#### YOUR INSTRUCTIONS:
Return every entry below exactly as written.

[[ DATASET CONTENT open ]]

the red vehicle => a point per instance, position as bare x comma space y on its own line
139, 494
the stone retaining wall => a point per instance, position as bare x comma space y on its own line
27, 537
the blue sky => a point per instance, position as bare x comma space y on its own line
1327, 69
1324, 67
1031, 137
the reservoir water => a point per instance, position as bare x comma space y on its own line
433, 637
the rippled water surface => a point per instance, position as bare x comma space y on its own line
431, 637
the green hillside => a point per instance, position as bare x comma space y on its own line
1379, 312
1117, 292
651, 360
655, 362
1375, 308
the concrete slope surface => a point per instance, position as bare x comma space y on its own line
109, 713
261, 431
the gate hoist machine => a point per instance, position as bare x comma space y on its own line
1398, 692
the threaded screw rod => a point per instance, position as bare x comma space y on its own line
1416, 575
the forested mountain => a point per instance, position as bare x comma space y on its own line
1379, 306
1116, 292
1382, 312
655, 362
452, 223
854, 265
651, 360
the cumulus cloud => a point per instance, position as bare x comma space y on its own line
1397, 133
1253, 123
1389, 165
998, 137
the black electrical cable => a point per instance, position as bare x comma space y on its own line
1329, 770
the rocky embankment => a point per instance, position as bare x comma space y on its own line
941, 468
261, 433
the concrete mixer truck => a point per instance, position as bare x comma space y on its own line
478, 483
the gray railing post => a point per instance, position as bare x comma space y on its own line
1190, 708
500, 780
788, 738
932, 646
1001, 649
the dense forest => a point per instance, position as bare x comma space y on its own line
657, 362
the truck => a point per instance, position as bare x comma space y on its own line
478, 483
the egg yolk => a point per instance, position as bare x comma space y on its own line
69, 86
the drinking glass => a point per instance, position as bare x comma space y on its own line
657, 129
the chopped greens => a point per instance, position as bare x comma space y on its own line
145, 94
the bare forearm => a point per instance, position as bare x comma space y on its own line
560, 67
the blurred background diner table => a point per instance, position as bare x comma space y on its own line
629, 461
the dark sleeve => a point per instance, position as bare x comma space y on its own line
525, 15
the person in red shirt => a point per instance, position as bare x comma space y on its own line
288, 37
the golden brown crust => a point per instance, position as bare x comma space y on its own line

[[ DATASET CONTENT closed ]]

#### TASK RESPONSE:
the red vehicle => a point per instance, position as bare x comma space y on its own line
139, 494
the stone retaining wall => a point per instance, position as bare x comma space y on its own line
27, 537
the blue sky => a point per instance, position as bare x comma space y on its own line
1327, 69
1324, 67
1031, 137
the reservoir water => a point per instance, position as bare x comma space y on its own line
433, 637
the rippled water surface => a point per instance, position as bare x comma space y on its own line
431, 637
the green hillside => a point per instance, position as bare x comma space y on its own line
1379, 312
1117, 292
651, 360
655, 362
1375, 308
the concrete slope surface => a point per instance, position as bare x comma space y on its own line
109, 713
261, 431
the gate hoist machine => a point per instance, position as bare x comma space y on its own line
1398, 692
the threaded screw rod => a point per instance, position as bare x comma space y on its own line
1416, 575
the forested mountain => a point per instance, position as bare x comma space y on its own line
1379, 306
1116, 292
1382, 312
655, 362
452, 223
854, 265
651, 360
the cumulus cloud => a point per instance, position as bare x comma space y on its own line
1397, 133
1253, 123
1389, 165
998, 137
the black electrical cable => a point per instance, position as bare x comma space y on its own line
1329, 770
the rocky embankment => a point per instance, position as bare x comma space y on its own line
941, 468
261, 433
the concrete mixer truck => a point per instance, position as bare x comma space y on its own line
478, 483
the gray railing post => a point per instance, position as bare x comma space y on its own line
1190, 708
500, 780
788, 738
932, 646
1001, 649
the dense forest => a point per instance, position as bare x comma space y on its own line
657, 362
the truck => a point per instance, position as bare x comma space y on its own line
478, 483
the egg yolk => a point per instance, position as bare x comma space y on its own line
69, 86
the drinking glass => a point per instance, position as bare x comma space y on its own line
657, 129
the chopped greens => a point per instance, position as bare x comma space y on its own line
145, 94
the bare forearm => a point per instance, position as bare x comma space y on its own line
560, 67
the blurred background diner table => a point per instance, position as bare x comma space y on its own line
629, 461
the dark sleeve => a point per instance, position as bare x comma space y on its own line
525, 15
the person in red shirt => a point per instance, position as bare x comma space y on its own line
288, 37
the golden brown crust => a point per instance, position as bare x comma space y on its own line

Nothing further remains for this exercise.